ФРАГМЕНТ СТРАНИЦЫ.
Быть может, некоторые новые стимулы для неё представляет современный русский язык. Этот язык, сохранивший эллинские черты, утратил лаконизм языков древности. Он потерял и вкус к той экономии, которая определяла стилистику русской прозы во времена, когда она ещё находилась под обаянием французской литературы XVIII века. Взамен он приобрёл скверную привычку махать руками там, где можно ограничиться движением бровей.

Писание — это война с хаосом. Нет ничего притягательнее, чем зов хаоса, будь то стихия жизни или хаос собственной души; броситься ему навстречу, погрузиться в него — нет большего соблазна. Тут мы выходим за пределы искусства, потому что тяга к безмерности, тайная любовь к хаосу и наркотическая завороженность стихией — быть может, самая сильная страсть русской души. И можно сказать, что русская литература укротила эстетически русскую душу, подобно тому как авторитарная государственность укрощала её другими средствами. Литература — терапия души. Для мастера, имеющего дело со словом, это означает укрощение стихии языка.

ЗАДАНИЯ.
1: Перепишите из текста о русском языке и литературе отрывок от слов «Быть может, некоторые» до слов «ограничиться движением бровей.» включительно.
2: Продолжите текст о русском языке и литературе, начав сразу после его последнего предложения.

Фрагменты данных с указанием точек
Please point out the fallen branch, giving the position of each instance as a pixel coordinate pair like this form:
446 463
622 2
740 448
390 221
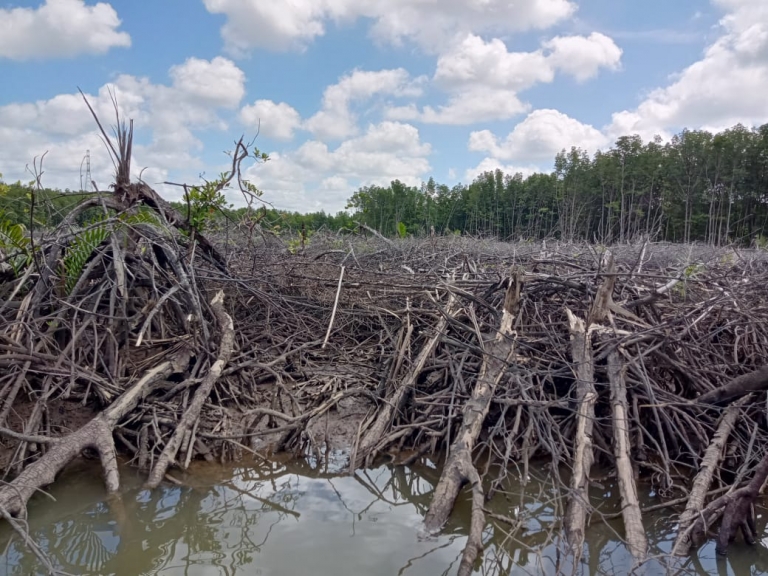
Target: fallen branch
192 413
97 434
707 468
393 404
630 505
744 384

ОТВЕТЫ.
1:
Быть может, некоторые новые стимулы для неё представляет современный русский язык. Этот язык, сохранивший эллинские черты, утратил лаконизм языков древности. Он потерял и вкус к той экономии, которая определяла стилистику русской прозы во времена, когда она ещё находилась под обаянием французской литературы XVIII века. Взамен он приобрёл скверную привычку махать руками там, где можно ограничиться движением бровей.

2:
Наш язык хаотически-многоречив, избыточен и неопрятен, в нём есть какая-то непреодолимая тяга к информационным шумам. Пыльные хвосты прилагательных, мусор плеоназмов одинаково свойственны языку деловых бумаг, журнальных статей, языку народа и языку посредственной литературы. Высокая энтропийность языка — первый признак плохого писателя. Мы говорили о предках. Подумаем, сколько вреда принёс примитивно понятый совет Пушкина учиться языку у московских просвирен. Поколения писателей оказались в плену у этого языка, сложилась целая традиция лубочной словесности, — что с ней делать, куда деваться от этих сказителей, уверенных, что они возвращают народу его природную речь, между тем как народ давно уже изъясняется на языке газеты. Нет, литература — это война с языком, с расхристанностью русского языка; писатель управляет языком, как генерал-губернатор — покорённой провинцией. И нет ничего более очищающего душу, чем чтение хороших стилистов.

Некогда Гейне предлагал ввести налог на романтические баллады. Что если обложить многословных, водянистых, слизистых, анархически-недисциплинированных и не знающих никакого удержу отечественных прозаиков хорошим налогом? По крайней мере, государство смогло бы залатать свои прохудившиеся штаны.